• **Given problem 1**: Reproduce the spin-welding passage word for word, starting at "During rotation, for" and ending at "a molecular bond.".
• **Given problem 2**: Continue the spin-welding passage from its last sentence.

• **Selected extract**:
===

During rotation, for example at a speed of 250 to 500 revolutions per minute, the
friction between the leading edge and/or outer diameter of the outer conductor 8 and
the friction portion 22 and/or friction groove 15 of the bore 6 generate sufficient
heat to soften the leading edge and/or localized adjacent portions of the outer conductor
8 and connector body 4, forging them together as the sacrificial portion of the outer
conductor 8 forms a plastic weld bead that flows into the material chamber 16 to fuse
the outer conductor 8 and connector body 4 together in a molecular bond.
[0036] As described herein above, the overbody 30 may be similarly dimensioned with a friction
surface 44 with respect to the jacket 28, to permit spin welding to simultaneously
form a molecular bond there between, as the rotation is applied to perform the spin
welding to achieve the molecular bond between the outer conductor 8 and the connector
body 4.

===

• **Provided records**:
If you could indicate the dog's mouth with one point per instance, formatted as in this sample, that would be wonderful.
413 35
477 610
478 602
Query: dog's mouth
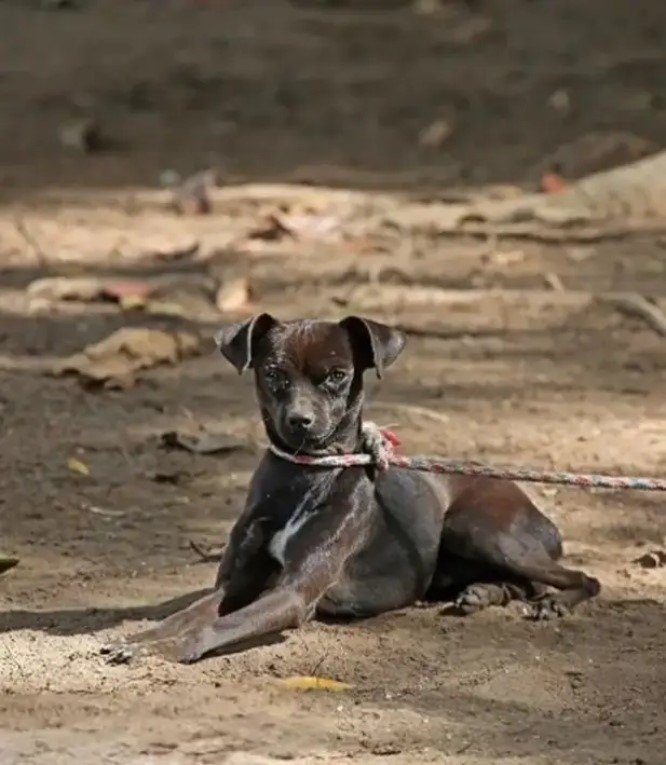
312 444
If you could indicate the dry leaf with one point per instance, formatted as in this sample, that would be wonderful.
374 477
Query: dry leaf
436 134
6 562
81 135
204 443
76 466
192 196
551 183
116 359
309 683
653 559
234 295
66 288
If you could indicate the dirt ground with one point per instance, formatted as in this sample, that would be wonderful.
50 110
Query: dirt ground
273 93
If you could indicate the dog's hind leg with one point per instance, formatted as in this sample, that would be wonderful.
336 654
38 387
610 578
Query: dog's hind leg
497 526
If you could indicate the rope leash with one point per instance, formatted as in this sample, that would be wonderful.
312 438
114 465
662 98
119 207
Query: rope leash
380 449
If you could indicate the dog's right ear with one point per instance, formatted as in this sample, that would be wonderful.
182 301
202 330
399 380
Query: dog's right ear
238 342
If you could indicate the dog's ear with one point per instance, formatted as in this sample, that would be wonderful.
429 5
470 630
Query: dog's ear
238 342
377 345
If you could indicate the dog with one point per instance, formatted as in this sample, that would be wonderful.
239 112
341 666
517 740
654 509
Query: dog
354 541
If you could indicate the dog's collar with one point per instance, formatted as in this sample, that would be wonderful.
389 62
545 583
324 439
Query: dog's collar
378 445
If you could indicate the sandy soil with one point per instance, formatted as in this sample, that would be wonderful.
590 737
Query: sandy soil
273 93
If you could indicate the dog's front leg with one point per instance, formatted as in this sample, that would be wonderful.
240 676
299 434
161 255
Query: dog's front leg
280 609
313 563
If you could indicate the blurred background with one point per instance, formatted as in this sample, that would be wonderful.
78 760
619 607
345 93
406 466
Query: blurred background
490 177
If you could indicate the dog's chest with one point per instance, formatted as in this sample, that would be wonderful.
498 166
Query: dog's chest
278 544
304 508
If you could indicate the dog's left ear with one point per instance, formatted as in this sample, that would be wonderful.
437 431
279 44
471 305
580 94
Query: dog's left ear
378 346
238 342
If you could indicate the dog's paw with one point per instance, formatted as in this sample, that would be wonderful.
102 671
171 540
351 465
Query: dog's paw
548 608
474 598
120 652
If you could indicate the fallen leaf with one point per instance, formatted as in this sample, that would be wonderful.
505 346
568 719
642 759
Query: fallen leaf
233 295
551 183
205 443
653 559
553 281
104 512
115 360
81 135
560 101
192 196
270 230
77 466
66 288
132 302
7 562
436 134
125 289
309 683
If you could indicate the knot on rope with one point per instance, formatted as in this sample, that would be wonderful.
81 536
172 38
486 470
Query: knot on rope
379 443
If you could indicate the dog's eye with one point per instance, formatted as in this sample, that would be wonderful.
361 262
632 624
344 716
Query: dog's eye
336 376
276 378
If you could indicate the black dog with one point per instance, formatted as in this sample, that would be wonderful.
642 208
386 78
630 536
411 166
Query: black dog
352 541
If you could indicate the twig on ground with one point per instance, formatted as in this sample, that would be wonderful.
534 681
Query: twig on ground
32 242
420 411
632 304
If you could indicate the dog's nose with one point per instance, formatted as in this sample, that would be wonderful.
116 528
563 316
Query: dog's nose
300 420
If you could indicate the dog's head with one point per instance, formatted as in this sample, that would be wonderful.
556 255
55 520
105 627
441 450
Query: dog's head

===

• **Output 1**:
During rotation, for example at a speed of 250 to 500 revolutions per minute, the
friction between the leading edge and/or outer diameter of the outer conductor 8 and
the friction portion 22 and/or friction groove 15 of the bore 6 generate sufficient
heat to soften the leading edge and/or localized adjacent portions of the outer conductor
8 and connector body 4, forging them together as the sacrificial portion of the outer
conductor 8 forms a plastic weld bead that flows into the material chamber 16 to fuse
the outer conductor 8 and connector body 4 together in a molecular bond.

• **Output 2**:
[0037] When spin welding is applied to simultaneously form a molecular bond between both
the polymer overbody 30 and jacket 28 and the metallic outer conductor 8 and connector
body 4, a connector outer circumference encapsulating and/or radial inward compressing
spin welding apparatus may be applied, so that the polymer portions do not heat to
a level where they soften/melt to the point where the centrifugal force generated
by the rotation will separate them radially outward, before the metal portions also
reach the desired welding temperature.
[0038] Alternatively, a molecular bond may be formed via ultrasonic welding by applying
ultrasonic vibrations under pressure in a join zone between two parts desired to be
welded together, resulting in local heat sufficient to plasticize adjacent surfaces
that are then held in contact with one another until the interflowed surfaces cool,
completing the molecular bond. An ultrasonic weld may be applied with high precision
via a sonotrode and/or simultaneous sonotrode ends to a point and/or extended surface.
Where a point ultrasonic weld is applied, successive overlapping point welds may be
applied to generate a continuous ultrasonic weld. Ultrasonic vibrations may be applied,
for example, in a linear direction and/or reciprocating along an arc segment, known
as torsional vibration.
[0039] Exemplary embodiments of an inner and outer conductor molecular bond coaxial connector
2 and coaxial cable interconnection via ultrasonic welding are demonstrated in Figures
8 and 9. As best shown in Figure 8, a unitary connector body 4 is provided with a
bore 6 dimensioned to receive the outer conductor 8 of the coaxial cable 9 therein.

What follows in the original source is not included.